To do — According to the reply in the forum thread on gravitons and black holes, how does a black hole's gravitational influence compare with that of a star?

Document section —
Suppose a Quantum Theory of Gravity does hold. Then, gravitational influence of a body (call it B1) on another (call it B2) would be excerted by means of a shower of gravitons (virtual partices) B1 would emit, which would transfer momentum and energy to B2. And vice versa.

 

Those gravitons (if they trully exist) are supposed to be emitted by the MASS of B1...Any objections so far?

 

Suppose however that B1 undergoes gravitational collapse (e.g., if it is a red supergiant after the supernova phase) causing its mass to shrienk within its Schwarzschild Radius, i.e. confine itself within an "event horizon", thus becoming a Black Hole. From that point on, if the mass of B1 (now enveloped by an "event horizon") emitted any gravitons, THEY WOULD NOT BE ABLE TO MOVE OUTSIDE THAT "EVENT HORIZON" OF THAT BLACK HOLE. How would then that Black Hole excert any gravitational influence on stars, etc. outside its "event horizon"???

 

It is obvious that Black Holes (at least the ones supposed to have been observed - if they ARE indeed Black Holes!) DO excert gravitational influence on other bodies, resulting in the formation of "accretion disks" and "jets". What are we to conclude? That Gravity HAS to be described in terms of a Geometry of Spacetime ("Geometrodynamics") whereas a Quantum Theory of Gravity is impossible? Would Hawking radiation suffice for the gravitational interraction? Anything else?...

 

C'mon, make suggestions!!!

Posted

First, what's with the font again? I thought we'd made progress there...

 

Second, a blackhole exerts the same gravitational influence as a star of equal mass.

 

Third, I was unaware that quantum gravity had been worked out. You seem to be making several conclusions based on these supposed premises of quantum gravity. Do you have a source or peer-reviewed citation for the workings of quantum gravity? Again, I'm surprised I haven't yet heard of this amazing step forward in cosmology.

Material provided —
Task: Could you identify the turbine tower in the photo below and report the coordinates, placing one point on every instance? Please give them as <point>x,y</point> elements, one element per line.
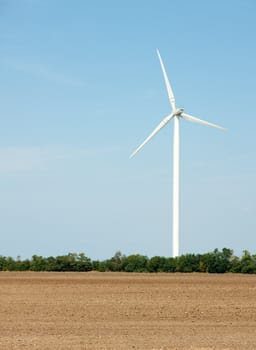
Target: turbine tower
<point>176,115</point>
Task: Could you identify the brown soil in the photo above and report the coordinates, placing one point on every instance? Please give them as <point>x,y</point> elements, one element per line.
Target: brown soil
<point>127,311</point>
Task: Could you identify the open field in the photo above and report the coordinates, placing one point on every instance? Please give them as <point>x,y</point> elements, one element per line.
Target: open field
<point>127,311</point>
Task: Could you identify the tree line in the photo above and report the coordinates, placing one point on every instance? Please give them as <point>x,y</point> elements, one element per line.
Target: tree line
<point>213,262</point>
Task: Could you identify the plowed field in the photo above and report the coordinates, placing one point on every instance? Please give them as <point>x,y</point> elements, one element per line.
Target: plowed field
<point>127,311</point>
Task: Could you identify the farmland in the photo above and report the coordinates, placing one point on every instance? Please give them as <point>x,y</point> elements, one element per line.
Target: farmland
<point>47,310</point>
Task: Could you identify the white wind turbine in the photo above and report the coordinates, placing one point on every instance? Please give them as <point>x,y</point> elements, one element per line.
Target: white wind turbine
<point>176,115</point>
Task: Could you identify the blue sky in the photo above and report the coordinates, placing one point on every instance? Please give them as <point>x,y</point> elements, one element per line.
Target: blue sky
<point>81,88</point>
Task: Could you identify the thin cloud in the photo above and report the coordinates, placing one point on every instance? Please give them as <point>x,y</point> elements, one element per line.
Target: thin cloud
<point>41,71</point>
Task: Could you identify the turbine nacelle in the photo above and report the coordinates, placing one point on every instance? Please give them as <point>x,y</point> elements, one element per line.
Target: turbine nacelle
<point>178,111</point>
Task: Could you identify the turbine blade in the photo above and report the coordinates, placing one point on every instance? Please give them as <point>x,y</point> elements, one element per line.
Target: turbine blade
<point>155,131</point>
<point>200,121</point>
<point>167,83</point>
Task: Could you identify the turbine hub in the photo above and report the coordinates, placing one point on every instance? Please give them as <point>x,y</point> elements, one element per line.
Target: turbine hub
<point>178,111</point>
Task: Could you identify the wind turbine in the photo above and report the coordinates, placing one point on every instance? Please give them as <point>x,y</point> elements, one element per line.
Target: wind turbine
<point>176,115</point>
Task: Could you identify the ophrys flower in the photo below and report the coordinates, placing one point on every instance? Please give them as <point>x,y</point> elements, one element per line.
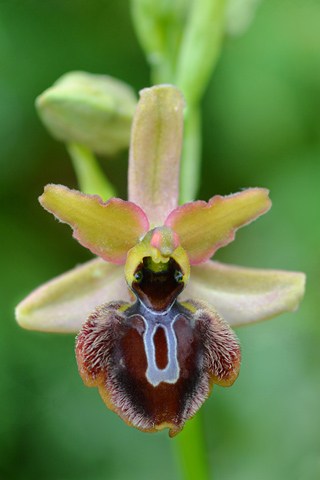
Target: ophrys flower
<point>155,358</point>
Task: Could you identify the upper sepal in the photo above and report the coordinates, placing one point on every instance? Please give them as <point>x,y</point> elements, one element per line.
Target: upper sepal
<point>109,229</point>
<point>155,150</point>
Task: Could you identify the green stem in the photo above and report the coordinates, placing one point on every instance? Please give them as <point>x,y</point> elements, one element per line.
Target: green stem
<point>200,48</point>
<point>91,179</point>
<point>191,156</point>
<point>191,450</point>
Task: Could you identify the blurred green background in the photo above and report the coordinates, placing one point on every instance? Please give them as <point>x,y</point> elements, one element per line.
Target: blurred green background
<point>260,128</point>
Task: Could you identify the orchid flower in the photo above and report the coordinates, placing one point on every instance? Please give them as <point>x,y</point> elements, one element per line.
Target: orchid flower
<point>153,313</point>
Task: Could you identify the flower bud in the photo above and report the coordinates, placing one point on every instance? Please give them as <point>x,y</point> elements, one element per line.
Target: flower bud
<point>93,110</point>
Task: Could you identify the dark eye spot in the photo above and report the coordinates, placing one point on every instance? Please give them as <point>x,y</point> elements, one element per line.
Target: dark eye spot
<point>138,276</point>
<point>178,276</point>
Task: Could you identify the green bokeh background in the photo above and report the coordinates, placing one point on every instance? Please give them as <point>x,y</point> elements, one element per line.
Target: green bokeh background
<point>260,128</point>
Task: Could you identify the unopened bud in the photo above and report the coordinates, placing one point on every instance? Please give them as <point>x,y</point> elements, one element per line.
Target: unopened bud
<point>92,110</point>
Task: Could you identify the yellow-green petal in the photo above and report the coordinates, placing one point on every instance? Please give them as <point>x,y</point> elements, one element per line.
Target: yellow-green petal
<point>155,151</point>
<point>63,304</point>
<point>245,295</point>
<point>204,227</point>
<point>108,229</point>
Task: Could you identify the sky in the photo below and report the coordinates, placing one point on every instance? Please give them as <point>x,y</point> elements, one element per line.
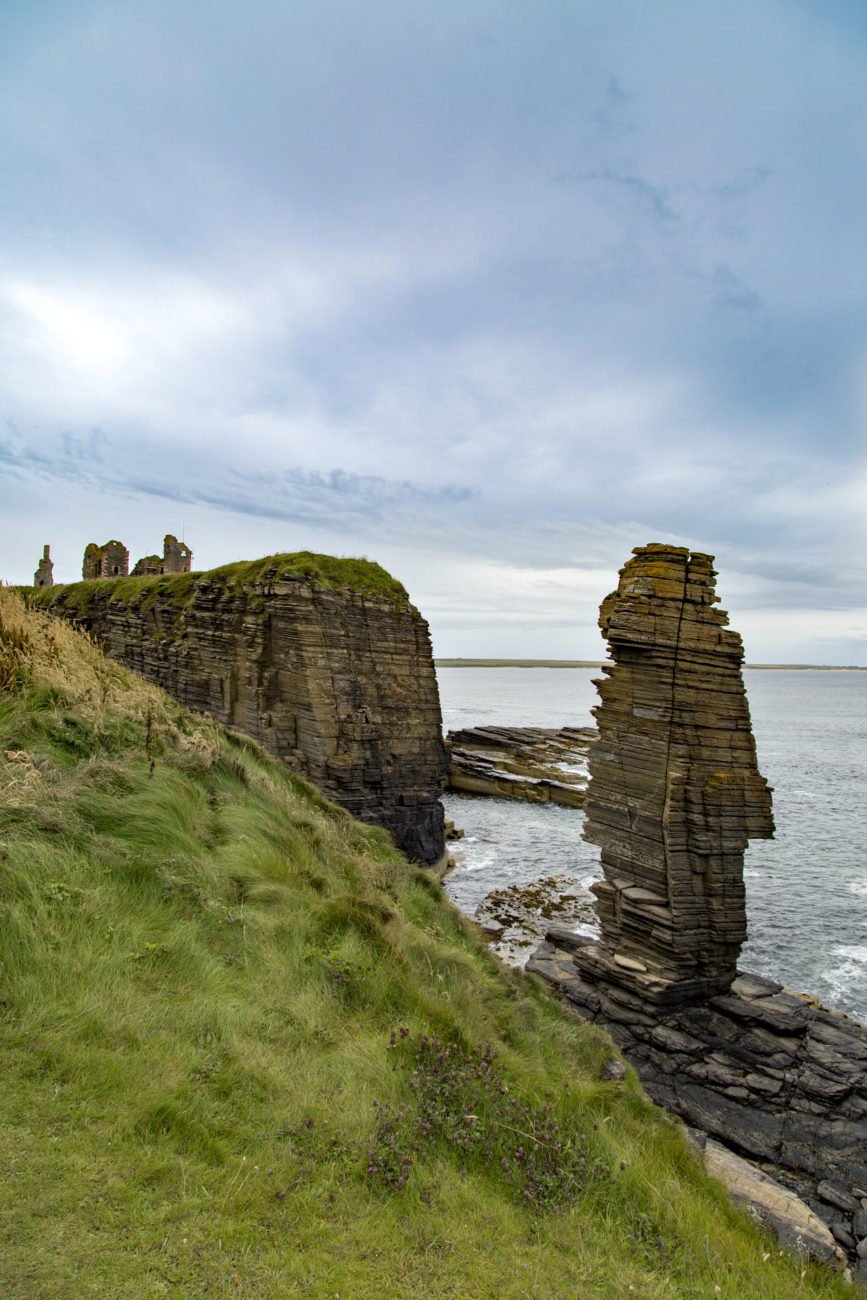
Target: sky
<point>486,291</point>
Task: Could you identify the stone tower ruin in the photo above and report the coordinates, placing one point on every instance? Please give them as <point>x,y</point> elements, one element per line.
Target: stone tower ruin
<point>177,558</point>
<point>44,575</point>
<point>112,559</point>
<point>675,791</point>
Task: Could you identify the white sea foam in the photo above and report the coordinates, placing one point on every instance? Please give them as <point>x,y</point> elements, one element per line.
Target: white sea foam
<point>850,970</point>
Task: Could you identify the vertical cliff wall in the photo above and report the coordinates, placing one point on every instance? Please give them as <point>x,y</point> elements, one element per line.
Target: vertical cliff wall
<point>323,661</point>
<point>675,791</point>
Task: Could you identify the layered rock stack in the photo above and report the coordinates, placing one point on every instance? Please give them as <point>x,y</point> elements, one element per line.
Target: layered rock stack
<point>675,791</point>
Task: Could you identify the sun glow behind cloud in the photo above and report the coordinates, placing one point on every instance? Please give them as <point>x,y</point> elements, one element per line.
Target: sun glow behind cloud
<point>519,285</point>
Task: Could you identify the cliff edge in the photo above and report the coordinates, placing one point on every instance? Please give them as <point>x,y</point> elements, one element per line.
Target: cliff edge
<point>321,659</point>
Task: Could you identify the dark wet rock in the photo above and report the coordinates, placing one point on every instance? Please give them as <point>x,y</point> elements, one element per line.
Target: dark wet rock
<point>759,1083</point>
<point>521,913</point>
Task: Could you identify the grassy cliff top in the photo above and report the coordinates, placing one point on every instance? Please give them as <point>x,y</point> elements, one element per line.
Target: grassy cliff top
<point>329,572</point>
<point>246,1049</point>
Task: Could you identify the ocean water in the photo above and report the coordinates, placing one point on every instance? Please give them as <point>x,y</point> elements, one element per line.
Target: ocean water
<point>806,888</point>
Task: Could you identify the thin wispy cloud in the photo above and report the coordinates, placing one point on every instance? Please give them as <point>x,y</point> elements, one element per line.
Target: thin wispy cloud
<point>489,294</point>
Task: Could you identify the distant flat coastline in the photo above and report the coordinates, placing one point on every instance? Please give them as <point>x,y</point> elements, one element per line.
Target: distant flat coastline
<point>598,663</point>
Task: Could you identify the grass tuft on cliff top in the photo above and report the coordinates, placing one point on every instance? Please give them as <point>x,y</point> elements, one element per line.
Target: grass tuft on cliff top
<point>246,1049</point>
<point>328,572</point>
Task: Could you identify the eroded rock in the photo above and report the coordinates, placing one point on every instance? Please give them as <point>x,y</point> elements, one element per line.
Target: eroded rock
<point>675,791</point>
<point>338,680</point>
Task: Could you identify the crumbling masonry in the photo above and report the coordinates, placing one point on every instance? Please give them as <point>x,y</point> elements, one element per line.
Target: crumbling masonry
<point>44,575</point>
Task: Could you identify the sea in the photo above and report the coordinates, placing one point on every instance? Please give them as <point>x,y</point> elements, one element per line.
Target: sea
<point>806,889</point>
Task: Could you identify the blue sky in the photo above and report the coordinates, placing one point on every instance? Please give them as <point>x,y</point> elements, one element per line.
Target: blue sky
<point>488,291</point>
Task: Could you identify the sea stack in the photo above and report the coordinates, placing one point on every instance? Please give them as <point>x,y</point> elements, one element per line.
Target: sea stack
<point>675,791</point>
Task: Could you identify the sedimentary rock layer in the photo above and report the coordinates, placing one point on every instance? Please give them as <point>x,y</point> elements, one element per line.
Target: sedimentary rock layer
<point>675,791</point>
<point>775,1077</point>
<point>332,672</point>
<point>540,765</point>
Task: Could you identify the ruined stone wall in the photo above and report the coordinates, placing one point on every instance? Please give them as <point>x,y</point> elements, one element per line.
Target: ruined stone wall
<point>338,683</point>
<point>112,559</point>
<point>44,575</point>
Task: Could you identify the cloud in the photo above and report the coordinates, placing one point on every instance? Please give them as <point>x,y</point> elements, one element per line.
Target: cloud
<point>542,284</point>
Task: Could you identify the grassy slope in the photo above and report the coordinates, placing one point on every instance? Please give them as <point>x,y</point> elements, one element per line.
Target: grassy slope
<point>329,572</point>
<point>203,963</point>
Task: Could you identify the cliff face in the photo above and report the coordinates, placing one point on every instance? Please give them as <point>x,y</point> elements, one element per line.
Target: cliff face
<point>330,670</point>
<point>675,791</point>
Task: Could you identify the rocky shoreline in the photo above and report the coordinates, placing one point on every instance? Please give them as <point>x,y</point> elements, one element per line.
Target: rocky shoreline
<point>772,1075</point>
<point>534,763</point>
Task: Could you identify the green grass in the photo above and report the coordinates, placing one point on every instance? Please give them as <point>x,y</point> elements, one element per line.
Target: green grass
<point>360,576</point>
<point>239,1036</point>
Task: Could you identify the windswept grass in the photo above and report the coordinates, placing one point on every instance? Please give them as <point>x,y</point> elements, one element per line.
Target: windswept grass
<point>247,1051</point>
<point>328,572</point>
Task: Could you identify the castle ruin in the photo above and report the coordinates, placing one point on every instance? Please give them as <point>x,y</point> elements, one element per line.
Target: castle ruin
<point>112,559</point>
<point>44,575</point>
<point>177,558</point>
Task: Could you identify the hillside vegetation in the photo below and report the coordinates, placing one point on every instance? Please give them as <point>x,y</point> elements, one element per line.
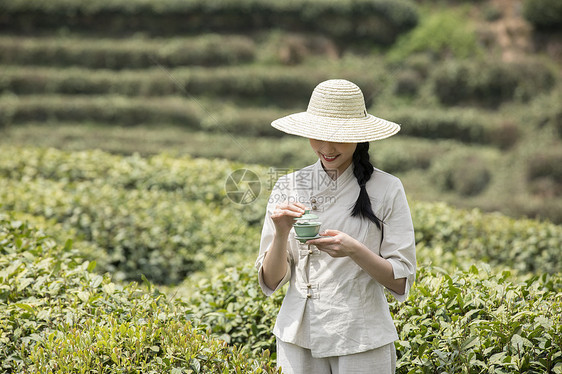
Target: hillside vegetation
<point>80,225</point>
<point>124,249</point>
<point>476,90</point>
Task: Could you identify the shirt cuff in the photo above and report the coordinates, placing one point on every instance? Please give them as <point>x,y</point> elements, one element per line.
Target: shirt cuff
<point>265,289</point>
<point>400,270</point>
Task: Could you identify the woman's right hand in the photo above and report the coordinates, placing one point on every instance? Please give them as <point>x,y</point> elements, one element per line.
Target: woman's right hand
<point>284,217</point>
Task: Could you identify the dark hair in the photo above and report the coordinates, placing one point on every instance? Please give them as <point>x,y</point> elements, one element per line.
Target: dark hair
<point>363,169</point>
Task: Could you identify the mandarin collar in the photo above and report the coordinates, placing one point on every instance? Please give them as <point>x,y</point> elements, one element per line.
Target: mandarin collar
<point>325,182</point>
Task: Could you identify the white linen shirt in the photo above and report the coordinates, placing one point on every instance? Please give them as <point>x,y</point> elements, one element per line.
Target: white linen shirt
<point>332,306</point>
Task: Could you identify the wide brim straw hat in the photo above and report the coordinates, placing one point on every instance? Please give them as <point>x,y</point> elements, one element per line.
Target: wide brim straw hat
<point>337,113</point>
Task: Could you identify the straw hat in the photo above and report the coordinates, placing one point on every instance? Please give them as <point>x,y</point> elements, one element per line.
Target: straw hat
<point>336,113</point>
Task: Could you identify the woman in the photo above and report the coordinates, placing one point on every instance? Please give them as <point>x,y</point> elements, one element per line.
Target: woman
<point>335,316</point>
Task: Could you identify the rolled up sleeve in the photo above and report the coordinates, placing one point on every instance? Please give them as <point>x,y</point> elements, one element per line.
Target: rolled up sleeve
<point>398,242</point>
<point>268,231</point>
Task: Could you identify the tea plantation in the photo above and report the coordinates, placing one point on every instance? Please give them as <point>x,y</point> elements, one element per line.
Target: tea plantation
<point>78,227</point>
<point>121,250</point>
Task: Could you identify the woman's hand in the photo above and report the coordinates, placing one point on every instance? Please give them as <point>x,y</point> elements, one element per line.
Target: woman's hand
<point>284,217</point>
<point>335,243</point>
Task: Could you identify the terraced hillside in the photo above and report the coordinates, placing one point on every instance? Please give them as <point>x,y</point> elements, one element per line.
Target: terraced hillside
<point>206,78</point>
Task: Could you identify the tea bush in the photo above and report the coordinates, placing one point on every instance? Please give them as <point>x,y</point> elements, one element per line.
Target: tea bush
<point>58,316</point>
<point>440,34</point>
<point>274,85</point>
<point>157,224</point>
<point>543,14</point>
<point>458,237</point>
<point>489,82</point>
<point>166,217</point>
<point>466,321</point>
<point>380,20</point>
<point>464,125</point>
<point>116,54</point>
<point>465,172</point>
<point>544,172</point>
<point>480,322</point>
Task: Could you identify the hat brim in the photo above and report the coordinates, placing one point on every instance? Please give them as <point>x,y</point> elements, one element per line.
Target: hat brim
<point>337,130</point>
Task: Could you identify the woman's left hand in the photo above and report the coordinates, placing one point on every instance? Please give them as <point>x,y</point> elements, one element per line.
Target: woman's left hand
<point>335,243</point>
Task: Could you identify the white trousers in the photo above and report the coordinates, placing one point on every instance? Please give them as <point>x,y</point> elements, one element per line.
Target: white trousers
<point>297,360</point>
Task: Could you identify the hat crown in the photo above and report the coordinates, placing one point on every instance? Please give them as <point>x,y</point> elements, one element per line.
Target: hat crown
<point>337,98</point>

Result — A black hole exerts the same gravitational influence as a star of equal mass.